• **TEXT SECTION**:
════════

And for last, a recommendation. Miri Hanoch and Eyal Shany’s new column in “Time Out Tel Aviv”, is a real treat to read. With her witty smart writing and his recipes and realistic food photos they combine to some really joyful food articles, that were missed since their writings for “Musaf Haaretz”.

More posts more frequently ahead..., I promise.

Jul 19, 2010

Summer pasta salad

Oh Summer! It’s definitely here, and here to stay for at least four more months... The Israeli summer is soooo long, it makes you forget that you ever felt a cool breeze in your hair... Existing in a hot and humid weather is no easy task for anyone. Even summer’s biggest fans who greet it with real joy and happiness are now melting slowly in the city, trying to find strips of shadow to walk under in the hot streets. You have to walk the city of Tel Aviv to enjoy it, but summer makes you remember, that yes, you have a car, and you’re going to use it, even for taking your 3 years old from the preschool around the block.

I am a winter person, and as such, I never greeted summer with much delight. My main task is to hide wherever AC is available during the day, and go out at night (like nocturnal animals do...). Ignoring reality and the season is the best survival tip I could find till now, and let me say that the “if you can’t beat them - join them!” rule really does not apply here. Unless you’re willing and able to spend your days at the beach drinking margaritas (mostly life does not work this way...), than keep behind closed doors dreaming of fall, and rear your head just when absolutely necessary.

But... Oh, the summer food! I really love anything regarding summer food and desserts, the best fruit and vegetables, great colors and textures. Summer hold the joy of finding the freshest ingredients and making light and healthy meals. The season where starters play the role of main dishes is my kind of season!

════════

(Dataset excerpts on object pointing)
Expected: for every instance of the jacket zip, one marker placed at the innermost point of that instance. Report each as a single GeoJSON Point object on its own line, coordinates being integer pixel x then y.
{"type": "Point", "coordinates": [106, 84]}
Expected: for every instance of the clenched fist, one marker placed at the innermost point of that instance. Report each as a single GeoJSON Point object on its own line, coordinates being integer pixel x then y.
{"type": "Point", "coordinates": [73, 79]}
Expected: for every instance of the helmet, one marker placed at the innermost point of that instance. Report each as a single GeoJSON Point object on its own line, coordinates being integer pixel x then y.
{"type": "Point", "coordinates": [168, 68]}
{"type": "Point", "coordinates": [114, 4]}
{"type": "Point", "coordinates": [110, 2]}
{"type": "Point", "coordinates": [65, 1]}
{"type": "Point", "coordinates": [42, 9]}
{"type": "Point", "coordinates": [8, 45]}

════════

• **WHAT TO DO**:
#1 In the food blog text, list the things about summer food that the paragraph beginning "But... Oh, the summer food!" says the writer enjoys.
#2 Carry on the food blog text about summer pasta salad, starting after its last sentence.

• **ANSWERS**:
#1
- The best fruit and vegetables
- Great colors and textures
- The joy of finding the freshest ingredients
- Making light and healthy meals
- Starters playing the role of main dishes

#2
So far I’ve only posted sweet recipes, since it is my specialty. But I really want this blog to be about more than baking, so this is my first savory dish for you. Last Saturday we had a great summer pasta salad for dinner, the one I usually make for picnics. Cold wheels shaped pasta with oven plum cherry tomatoes, lightly cooked romano green beans, sheep’s milk feta cheese, roasted garlic and dill. So fresh and summery, great for lunch or dinner in a cool atmosphere, or packed for a picnic, for those days it’s OK to drink margaritas at the beach... Enjoy!

Jun 23, 2010

Coconut Milk & Hazelnuts Laddu

Sometimes the routine of your day just stops, and time stands still because you have to be focused on one thing only. Those were our last few days when my son was very sick, and that is why my last post got so delayed.

With a terribly humid and hot weather outside, and a high fevered boy by my side, I feel I should have released this week a recipe for granita or popsicles... but I took these photos last week and I really wanted to share this recipe for those little Indian sweats called Laddu.

I got acquainted with Laddu thanks to Niv, my brother in law, who made them for me for my last birthday. He mixed roasted semolina flour, coconut, sugar, nuts and a bit of milk to make sugary and sandy balls, beautifully wrapped in a clear bowl. It’s such a wonderful thought to make or bake something for someone’s birthday.

I have never tasted Laddu before, and was immediately hooked by the chance to experiment with it and mix it with different tastes and ingredients. It is very easy to make, and you can easily change the kind of flour, nuts or amount of sugar in the recipe. The secret, as Niv pointed out, is to make the Laddu with different textures inside. I took his recipe and added white chocolate, petit beurre biscuits and coconut milk for extra coconut flavor. Mine turned out less sandy and a bit more wet than the original version, and the consistency quite dense and full of nutty texture from the crushed hazelnuts and almonds. I love the combination of coconut and white chocolate, which was kind of my excuse for making these in the first place.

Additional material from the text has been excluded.